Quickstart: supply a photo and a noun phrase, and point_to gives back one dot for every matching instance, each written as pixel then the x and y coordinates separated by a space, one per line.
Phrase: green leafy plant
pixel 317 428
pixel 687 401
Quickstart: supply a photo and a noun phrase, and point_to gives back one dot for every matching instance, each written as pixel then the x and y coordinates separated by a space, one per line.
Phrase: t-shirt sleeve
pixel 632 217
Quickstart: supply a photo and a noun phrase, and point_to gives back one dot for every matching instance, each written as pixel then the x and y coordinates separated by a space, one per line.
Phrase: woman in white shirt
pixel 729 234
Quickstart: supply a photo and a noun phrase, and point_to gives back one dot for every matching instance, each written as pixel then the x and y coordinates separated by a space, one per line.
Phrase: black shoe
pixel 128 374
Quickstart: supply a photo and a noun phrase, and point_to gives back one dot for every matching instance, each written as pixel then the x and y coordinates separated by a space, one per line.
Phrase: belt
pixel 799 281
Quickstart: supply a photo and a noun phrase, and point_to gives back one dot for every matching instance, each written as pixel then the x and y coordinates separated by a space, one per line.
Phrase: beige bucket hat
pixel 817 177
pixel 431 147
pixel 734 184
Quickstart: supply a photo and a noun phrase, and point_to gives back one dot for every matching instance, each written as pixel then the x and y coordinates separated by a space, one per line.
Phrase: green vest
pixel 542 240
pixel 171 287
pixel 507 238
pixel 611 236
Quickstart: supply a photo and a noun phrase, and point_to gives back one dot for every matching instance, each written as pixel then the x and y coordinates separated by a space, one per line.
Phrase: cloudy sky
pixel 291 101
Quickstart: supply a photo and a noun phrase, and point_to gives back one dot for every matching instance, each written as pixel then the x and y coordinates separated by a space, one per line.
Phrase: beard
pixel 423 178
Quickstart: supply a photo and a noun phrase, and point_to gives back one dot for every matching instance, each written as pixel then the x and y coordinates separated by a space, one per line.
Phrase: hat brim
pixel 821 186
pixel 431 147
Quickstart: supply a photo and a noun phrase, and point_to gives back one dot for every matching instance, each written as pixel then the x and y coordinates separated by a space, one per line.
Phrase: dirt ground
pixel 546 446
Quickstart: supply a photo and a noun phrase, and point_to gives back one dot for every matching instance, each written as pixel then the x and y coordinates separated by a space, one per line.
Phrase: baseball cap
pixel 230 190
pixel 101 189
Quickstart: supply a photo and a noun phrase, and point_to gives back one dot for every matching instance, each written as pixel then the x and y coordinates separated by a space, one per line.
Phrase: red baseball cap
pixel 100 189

PROBLEM STATEMENT :: Please restate every record above word for word.

RESULT FOR THIS EXERCISE ::
Quickstart: supply a photo and a noun phrase, and point_to gives back one dot for every matching instance, each written as pixel then the x and y coordinates separated by a space, one per line.
Phrase: green leafy plant
pixel 317 428
pixel 687 401
Quickstart: supply a photo and a noun phrase, and point_to gives back one dot for every matching instance, each written as pixel then the x and y coordinates separated by a space, one per line.
Phrase: t-shirt sleeve
pixel 632 217
Quickstart: supply a photo and a noun phrase, and point_to gives back one dot for every matching instance, each written as pixel then the x and y coordinates separated by a space, one per line.
Phrase: woman in white shirt
pixel 729 234
Quickstart: supply a photo and a noun phrase, and point_to gives back one dot for every matching instance, each written as pixel then the x and y coordinates separated by a space, one per line.
Phrase: black shoe
pixel 128 374
Quickstart: supply a photo and a noun phrase, and point_to gives back one dot for every matching instance, each written as pixel then the x and y coordinates separated by a space, one per line.
Phrase: belt
pixel 799 281
Quickstart: supply a photo and a noun phrase, and point_to gives back one dot for every matching instance, each written as pixel then the x and y coordinates separated by a space, one per line.
Phrase: beige bucket hat
pixel 817 177
pixel 431 147
pixel 734 184
Quickstart: supply a photo and a noun phrase, and point_to gives back one dot for every matching instance, each written as pixel then the x and y coordinates separated by a space, one per line.
Phrase: green vest
pixel 542 240
pixel 171 287
pixel 507 238
pixel 611 236
Quickstart: supply a photo and a noun phrase, and point_to gives back one dot for every matching instance, each written as pixel then the x and y coordinates separated by a space, one per line.
Phrase: cloudy sky
pixel 291 101
Quickstart: supply a photo and a noun phrase, and point_to gives back one dot for every matching instance, each written as pixel then the x and y coordinates separated by a space, one per line.
Phrase: beard
pixel 423 178
Quickstart: supply a photo and a noun phrase, and point_to gives back one dot for every matching instance, each written as pixel then the x and y coordinates separated by a space, one per line.
Phrase: hat brim
pixel 821 186
pixel 431 147
Quickstart: supply a photo and a noun phrase, and point_to gives back one dot for every matching instance, each written as pixel then the x and y coordinates separated by a space, one per line.
Phrase: dirt ground
pixel 546 446
Quickstart: supply a photo and a noun phrase, and point_to gives back one dot for every matching instance, each written as pixel then the x and y coordinates separated by a space, one per line.
Phrase: baseball cap
pixel 230 190
pixel 101 189
Quickstart: supply a photo and a noun phrase, and point_to gives back one dot for every matching instance, each written as pixel then the x and y coordinates separated by a space, one per line.
Phrase: red baseball cap
pixel 100 189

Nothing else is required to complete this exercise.